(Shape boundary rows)
********************

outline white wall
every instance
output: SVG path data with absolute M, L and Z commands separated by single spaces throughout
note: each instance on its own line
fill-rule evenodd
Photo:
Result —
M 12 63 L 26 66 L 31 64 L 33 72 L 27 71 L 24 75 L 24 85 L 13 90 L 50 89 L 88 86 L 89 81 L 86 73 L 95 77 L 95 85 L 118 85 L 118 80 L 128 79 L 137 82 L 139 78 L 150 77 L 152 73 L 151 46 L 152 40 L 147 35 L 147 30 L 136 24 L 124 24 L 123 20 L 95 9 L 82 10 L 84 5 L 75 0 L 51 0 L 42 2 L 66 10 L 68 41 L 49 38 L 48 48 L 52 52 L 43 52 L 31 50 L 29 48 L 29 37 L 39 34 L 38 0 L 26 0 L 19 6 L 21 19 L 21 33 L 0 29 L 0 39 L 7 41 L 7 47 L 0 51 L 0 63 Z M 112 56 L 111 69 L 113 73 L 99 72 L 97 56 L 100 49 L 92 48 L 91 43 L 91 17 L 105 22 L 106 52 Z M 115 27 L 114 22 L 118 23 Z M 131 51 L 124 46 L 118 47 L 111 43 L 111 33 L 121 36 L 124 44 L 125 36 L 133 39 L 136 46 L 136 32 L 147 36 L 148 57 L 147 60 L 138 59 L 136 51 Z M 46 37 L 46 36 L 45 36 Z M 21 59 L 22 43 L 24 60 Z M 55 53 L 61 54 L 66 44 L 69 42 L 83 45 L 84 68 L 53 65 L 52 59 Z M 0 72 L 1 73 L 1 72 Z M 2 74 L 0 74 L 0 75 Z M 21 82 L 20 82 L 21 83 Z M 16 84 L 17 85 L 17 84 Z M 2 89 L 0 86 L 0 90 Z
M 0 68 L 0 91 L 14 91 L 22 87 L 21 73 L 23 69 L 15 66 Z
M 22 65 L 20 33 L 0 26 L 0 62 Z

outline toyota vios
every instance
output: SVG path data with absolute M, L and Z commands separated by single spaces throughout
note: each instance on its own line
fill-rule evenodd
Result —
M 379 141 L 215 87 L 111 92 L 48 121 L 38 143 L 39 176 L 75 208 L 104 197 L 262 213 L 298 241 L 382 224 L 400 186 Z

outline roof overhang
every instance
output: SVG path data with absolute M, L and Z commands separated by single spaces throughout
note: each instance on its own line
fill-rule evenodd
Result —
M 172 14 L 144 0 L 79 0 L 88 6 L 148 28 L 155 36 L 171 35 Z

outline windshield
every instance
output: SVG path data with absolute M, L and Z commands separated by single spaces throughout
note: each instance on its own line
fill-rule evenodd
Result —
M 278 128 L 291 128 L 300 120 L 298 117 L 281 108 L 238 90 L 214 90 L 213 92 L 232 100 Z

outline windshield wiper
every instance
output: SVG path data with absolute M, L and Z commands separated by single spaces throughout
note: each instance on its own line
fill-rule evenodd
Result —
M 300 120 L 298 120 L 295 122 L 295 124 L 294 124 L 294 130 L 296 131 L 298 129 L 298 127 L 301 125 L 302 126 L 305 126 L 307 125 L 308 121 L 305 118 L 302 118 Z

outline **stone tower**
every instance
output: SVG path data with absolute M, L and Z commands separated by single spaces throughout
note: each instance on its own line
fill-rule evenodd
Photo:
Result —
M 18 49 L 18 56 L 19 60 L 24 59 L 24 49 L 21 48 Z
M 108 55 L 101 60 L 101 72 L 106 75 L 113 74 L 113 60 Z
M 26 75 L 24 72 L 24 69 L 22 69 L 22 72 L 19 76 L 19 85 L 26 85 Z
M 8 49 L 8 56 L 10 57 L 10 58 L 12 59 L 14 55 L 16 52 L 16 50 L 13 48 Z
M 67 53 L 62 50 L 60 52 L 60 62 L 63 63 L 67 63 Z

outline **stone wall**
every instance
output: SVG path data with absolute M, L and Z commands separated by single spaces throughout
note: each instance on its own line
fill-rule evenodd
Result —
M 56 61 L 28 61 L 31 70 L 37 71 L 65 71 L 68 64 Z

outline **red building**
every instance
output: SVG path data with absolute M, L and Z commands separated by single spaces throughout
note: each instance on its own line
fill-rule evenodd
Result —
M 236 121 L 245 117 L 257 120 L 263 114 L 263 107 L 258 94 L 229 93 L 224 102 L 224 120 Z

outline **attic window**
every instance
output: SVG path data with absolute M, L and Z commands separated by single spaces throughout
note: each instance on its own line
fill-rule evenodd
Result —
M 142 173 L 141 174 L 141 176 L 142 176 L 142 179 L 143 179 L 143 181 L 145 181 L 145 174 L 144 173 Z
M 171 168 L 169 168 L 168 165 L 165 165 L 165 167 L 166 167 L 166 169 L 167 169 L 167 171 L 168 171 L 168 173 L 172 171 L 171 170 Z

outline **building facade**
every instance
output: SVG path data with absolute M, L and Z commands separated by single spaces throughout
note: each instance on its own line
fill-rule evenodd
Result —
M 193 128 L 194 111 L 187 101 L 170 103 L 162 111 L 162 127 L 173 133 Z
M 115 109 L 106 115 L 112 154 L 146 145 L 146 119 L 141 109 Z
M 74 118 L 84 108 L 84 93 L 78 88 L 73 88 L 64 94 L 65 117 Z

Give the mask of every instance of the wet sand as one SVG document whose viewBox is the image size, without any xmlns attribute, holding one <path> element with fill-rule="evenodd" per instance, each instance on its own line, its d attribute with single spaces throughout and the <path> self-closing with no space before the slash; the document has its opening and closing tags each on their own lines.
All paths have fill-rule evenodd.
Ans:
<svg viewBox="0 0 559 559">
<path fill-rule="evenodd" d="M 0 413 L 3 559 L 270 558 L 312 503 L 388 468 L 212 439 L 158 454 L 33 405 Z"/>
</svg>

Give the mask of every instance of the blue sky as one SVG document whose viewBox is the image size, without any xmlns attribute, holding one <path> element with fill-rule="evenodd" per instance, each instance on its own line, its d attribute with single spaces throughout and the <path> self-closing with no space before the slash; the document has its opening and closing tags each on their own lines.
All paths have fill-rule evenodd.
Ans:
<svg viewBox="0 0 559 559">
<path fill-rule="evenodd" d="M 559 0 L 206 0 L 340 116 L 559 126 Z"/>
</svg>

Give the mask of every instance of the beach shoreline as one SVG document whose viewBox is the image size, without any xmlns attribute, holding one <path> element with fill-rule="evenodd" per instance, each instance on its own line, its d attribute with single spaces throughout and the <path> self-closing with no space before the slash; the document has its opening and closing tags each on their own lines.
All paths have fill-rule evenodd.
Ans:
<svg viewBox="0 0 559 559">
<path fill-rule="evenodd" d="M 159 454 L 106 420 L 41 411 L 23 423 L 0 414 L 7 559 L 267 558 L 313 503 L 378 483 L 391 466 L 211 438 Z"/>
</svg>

********************

Write out every line again, requests included, from the line that has "outline **stone wall**" through the line that has "M 56 61 L 28". Scale each path coordinate in the answers by 1.7 and round it to a whole number, rounding halves up.

outline **stone wall**
every instance
output: SVG path data with absolute M, L and Z commands separated by single spaces throughout
note: each instance on its own line
fill-rule evenodd
Result —
M 95 104 L 48 104 L 53 119 L 63 121 L 111 121 L 116 109 Z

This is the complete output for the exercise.